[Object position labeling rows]
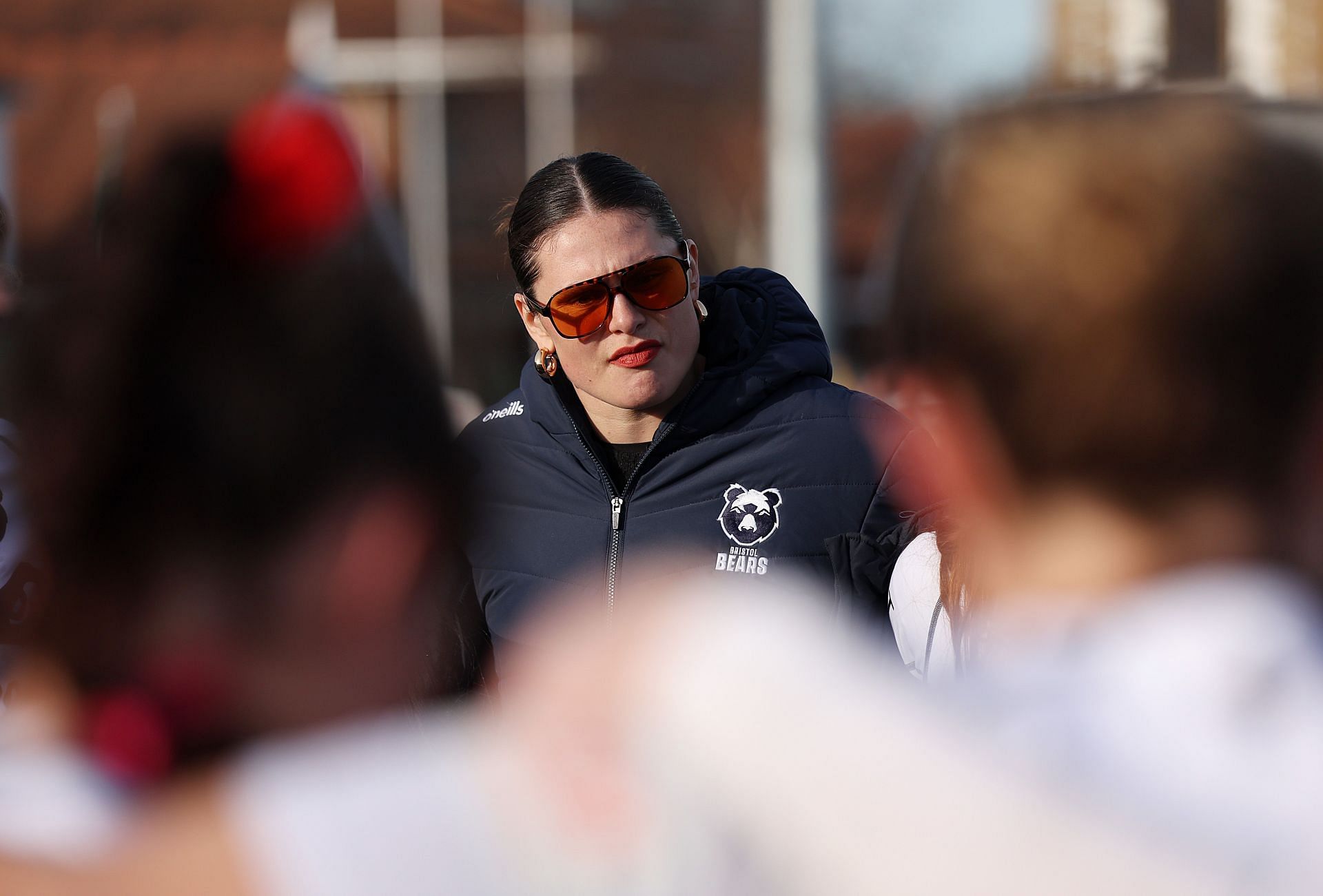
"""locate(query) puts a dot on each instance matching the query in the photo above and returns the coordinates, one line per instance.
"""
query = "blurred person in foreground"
(20, 581)
(1146, 713)
(241, 475)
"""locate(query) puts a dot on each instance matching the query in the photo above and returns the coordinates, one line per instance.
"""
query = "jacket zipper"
(618, 500)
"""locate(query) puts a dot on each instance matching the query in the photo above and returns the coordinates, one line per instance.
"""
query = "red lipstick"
(635, 356)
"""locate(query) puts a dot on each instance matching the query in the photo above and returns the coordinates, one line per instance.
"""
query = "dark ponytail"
(572, 185)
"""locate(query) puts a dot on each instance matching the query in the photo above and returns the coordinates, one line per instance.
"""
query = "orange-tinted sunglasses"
(581, 309)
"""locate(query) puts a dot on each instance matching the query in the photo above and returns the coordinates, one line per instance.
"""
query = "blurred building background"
(781, 129)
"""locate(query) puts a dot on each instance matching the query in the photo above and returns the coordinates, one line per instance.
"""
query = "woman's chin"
(641, 390)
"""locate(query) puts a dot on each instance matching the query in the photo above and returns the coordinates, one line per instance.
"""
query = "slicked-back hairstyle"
(187, 406)
(573, 185)
(1131, 286)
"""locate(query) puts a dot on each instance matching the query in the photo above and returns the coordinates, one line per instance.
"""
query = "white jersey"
(54, 805)
(770, 753)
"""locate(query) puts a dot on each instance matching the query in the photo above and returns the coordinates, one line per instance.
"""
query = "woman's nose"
(626, 316)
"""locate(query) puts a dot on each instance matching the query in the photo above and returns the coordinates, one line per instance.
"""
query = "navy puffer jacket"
(765, 468)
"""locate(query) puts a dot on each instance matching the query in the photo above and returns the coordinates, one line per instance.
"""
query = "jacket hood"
(760, 335)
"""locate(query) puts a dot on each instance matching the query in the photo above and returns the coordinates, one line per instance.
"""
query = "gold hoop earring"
(546, 364)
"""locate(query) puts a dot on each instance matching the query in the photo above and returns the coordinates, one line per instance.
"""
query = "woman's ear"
(533, 323)
(694, 264)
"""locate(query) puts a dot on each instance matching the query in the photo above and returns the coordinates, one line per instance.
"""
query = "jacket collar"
(760, 335)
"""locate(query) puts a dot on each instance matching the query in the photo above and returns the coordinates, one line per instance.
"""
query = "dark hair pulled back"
(573, 185)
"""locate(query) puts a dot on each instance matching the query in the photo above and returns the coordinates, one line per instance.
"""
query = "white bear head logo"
(749, 516)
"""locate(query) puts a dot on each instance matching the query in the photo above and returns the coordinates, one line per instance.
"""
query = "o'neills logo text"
(513, 408)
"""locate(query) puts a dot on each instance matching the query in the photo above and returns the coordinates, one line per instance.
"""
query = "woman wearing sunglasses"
(668, 413)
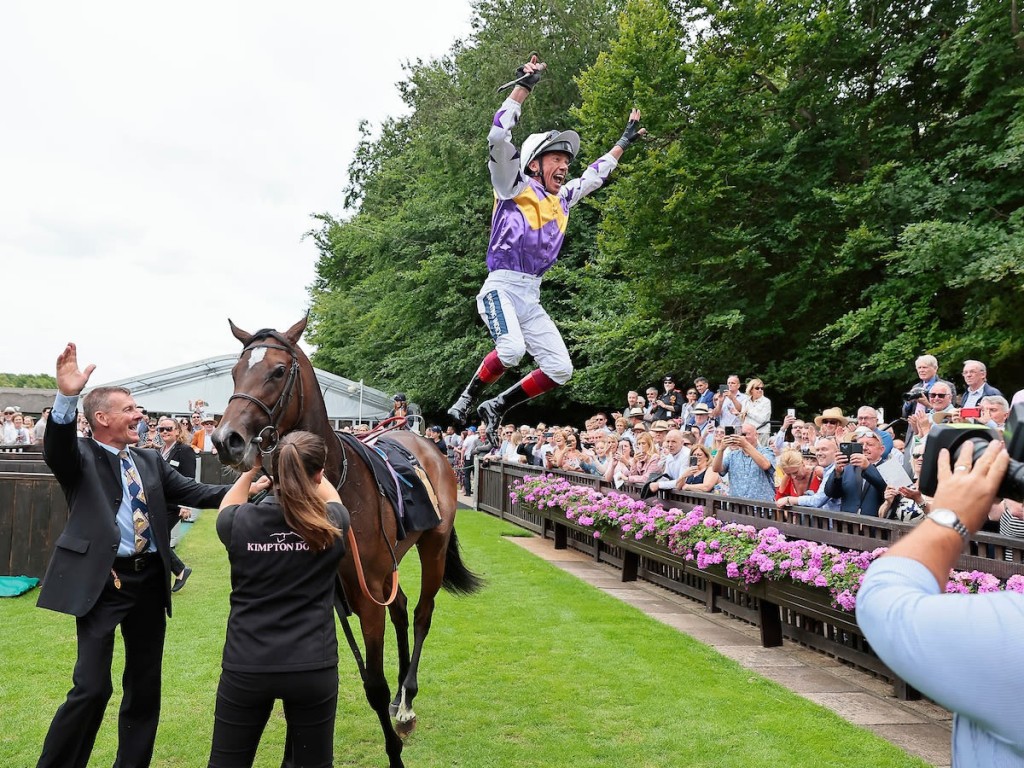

▸ **REQUIRED WORK**
Count the lines in the rows above that contain the string "sunglasses". Reply with the number alone.

▸ **EXERCISE RESULT**
2